▶ [TEXT SEGMENT]
======

I hit a hard block in my script.
when using awk command with variable, I got different result.
Please see below:
my test file as below:
Code:
$ cat demofile.txt
filename-yyyy-abcd
filename-xxx-week-pass
filename-xxx-week-run

for testing purpose, I put 3 awk command in one script.
Code:
$cat vartest.ksh
#!/bin/ksh

var=abcd
awk  '$0~/a/{print "ac", $0}!$0~/a/{print "su" ,$0}' a="$var" demofile.txt

echo "using -v "
/usr/xpg4/bin/awk -v a=$var '$0~/a/{print "ac", $0}!$0~/a/{print "su" ,$0}'  demofile.txt

echo "without variable"
awk  '$0~/abcd/{print "ac", $0}!$0~/abcd/{print "su" ,$0}' demofile.txt

the output as below:
Code:
$./vartest.ksh
ac filename-yyyy-abcd
ac filename-xxx-week-pass
ac filename-xxx-week-run
using -v
ac filename-yyyy-abcd
ac filename-xxx-week-pass
ac filename-xxx-week-run
without variable
ac filename-yyyy-abcd
su filename-xxx-week-pass
su filename-xxx-week-run

only 3rd command give me correct result.

======

▶ [SHORT TASK 1]
Write out the stretch of the records from their first line through the line containing "pixel 41 45", keeping both ends. Leave the pictures out of your copy.
The forum post and the records that follow it come from unrelated sources.

======

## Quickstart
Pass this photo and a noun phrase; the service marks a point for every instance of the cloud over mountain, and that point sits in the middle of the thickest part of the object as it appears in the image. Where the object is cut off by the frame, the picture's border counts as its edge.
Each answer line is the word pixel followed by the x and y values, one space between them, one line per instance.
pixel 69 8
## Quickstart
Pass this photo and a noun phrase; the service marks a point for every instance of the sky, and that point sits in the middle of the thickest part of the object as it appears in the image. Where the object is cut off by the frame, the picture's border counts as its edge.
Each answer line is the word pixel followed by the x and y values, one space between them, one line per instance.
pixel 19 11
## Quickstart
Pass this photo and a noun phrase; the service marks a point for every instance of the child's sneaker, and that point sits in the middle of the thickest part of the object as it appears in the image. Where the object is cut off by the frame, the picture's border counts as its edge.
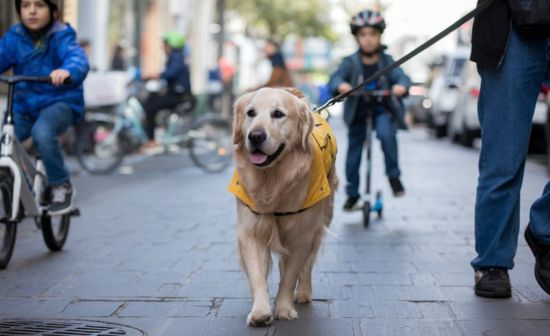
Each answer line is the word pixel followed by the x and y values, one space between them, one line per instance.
pixel 62 199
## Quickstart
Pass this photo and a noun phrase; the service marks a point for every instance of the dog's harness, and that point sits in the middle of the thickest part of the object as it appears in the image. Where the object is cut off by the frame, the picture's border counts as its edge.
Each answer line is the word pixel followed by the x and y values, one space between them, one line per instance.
pixel 324 154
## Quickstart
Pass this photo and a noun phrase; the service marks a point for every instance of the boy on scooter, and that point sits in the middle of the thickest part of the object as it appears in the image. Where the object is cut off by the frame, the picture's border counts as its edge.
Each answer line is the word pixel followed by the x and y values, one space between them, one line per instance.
pixel 368 27
pixel 41 45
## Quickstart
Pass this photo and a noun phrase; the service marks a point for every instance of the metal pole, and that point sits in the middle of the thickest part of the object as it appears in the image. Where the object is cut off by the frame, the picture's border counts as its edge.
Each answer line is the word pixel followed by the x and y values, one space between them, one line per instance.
pixel 10 103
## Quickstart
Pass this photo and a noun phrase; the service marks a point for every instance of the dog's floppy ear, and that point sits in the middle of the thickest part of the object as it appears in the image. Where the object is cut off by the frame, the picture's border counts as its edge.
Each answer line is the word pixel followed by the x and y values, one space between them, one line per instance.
pixel 305 123
pixel 238 118
pixel 295 92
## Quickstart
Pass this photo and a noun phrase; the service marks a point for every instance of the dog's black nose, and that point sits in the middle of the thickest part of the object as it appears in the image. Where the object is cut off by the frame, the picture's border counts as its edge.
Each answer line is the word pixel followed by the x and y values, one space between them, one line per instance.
pixel 257 137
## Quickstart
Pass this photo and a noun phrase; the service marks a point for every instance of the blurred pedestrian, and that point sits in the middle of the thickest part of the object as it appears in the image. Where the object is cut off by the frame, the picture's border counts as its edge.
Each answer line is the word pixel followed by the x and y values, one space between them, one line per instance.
pixel 119 59
pixel 176 75
pixel 368 27
pixel 86 45
pixel 280 76
pixel 512 66
pixel 42 45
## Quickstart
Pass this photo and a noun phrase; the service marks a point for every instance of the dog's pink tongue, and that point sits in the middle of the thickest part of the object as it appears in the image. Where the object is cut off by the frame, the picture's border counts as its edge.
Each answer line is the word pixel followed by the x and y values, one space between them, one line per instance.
pixel 258 158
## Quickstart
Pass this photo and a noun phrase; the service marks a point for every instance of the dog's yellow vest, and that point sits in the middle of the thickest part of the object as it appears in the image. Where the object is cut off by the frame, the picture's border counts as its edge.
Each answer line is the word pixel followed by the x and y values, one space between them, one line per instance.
pixel 324 154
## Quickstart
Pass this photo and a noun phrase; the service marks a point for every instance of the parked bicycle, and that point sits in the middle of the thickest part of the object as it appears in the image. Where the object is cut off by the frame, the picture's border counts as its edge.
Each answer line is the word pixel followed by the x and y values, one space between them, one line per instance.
pixel 110 133
pixel 24 192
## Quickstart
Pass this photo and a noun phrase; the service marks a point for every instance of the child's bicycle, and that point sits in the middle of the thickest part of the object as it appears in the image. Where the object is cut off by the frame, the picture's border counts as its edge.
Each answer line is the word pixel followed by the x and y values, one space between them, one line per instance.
pixel 376 203
pixel 24 192
pixel 109 134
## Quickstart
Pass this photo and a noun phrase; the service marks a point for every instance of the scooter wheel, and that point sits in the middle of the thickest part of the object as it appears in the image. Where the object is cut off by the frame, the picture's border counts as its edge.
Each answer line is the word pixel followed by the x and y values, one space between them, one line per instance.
pixel 366 214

======

▶ [SHORT TASK 2]
Answer these questions about the awk forum post.
(a) What value does the script assign to var?
(b) Which awk path is used for the command run with -v?
(c) Which of the three commands did the poster say gave the correct result?

▶ [FINAL RESULT 1]
## Quickstart
Pass this photo and a noun phrase; the service marks a point for every instance of the cloud over mountain, and that point sits in the middle of the thickest part of the object as it appears in the image. Where the object is cut off by the frame, the picture's border counts as its edge.
Each answer line is the word pixel followed by the x and y values, one space between them, one line per instance.
pixel 69 8
## Quickstart
Pass this photo and a noun phrase; the service marks a point for every instance of the sky, and that point sits in the middle of the thickest part of the object as it appears in the image. Where the object is cut off by the frame, the picture's border counts as its edge.
Each answer line is the word pixel followed by the x and y values, one space between them, one line per instance.
pixel 19 11
## Quickstart
Pass this photo and a noun phrase; the service marks a point for every instance of the child's sneaker, and that point sits in the middle of the thickest part of the object as it appears in the image. Where the object is cut off by the frame, the picture's border counts as its edge.
Each answer line is the word pixel followed by the x and y values, one space between them, one line per instance.
pixel 62 199
## Quickstart
Pass this photo and a noun phrase; the service marks a point for every instance of the dog's harness, and that point sits in the middle of the thickest part of the object as it appears in the image. Where the object is cut off by the frame, the picture's border counts as its edge.
Each answer line is the word pixel followed by the x and y values, one space between them, one line per instance.
pixel 324 154
## Quickstart
Pass this photo and a noun phrase; the service marks a point for every instance of the boy on scooter, and that point sits in the middle of the thickest part of the object as it appears in the image. Where the object is cut off by the frame, the picture's border counts as its edge.
Each answer line is the word pixel followed by the x and y values, one space between them, one line per instance.
pixel 368 27
pixel 41 45

▶ [FINAL RESULT 2]
(a) abcd
(b) /usr/xpg4/bin/awk
(c) The third command, the one without a variable.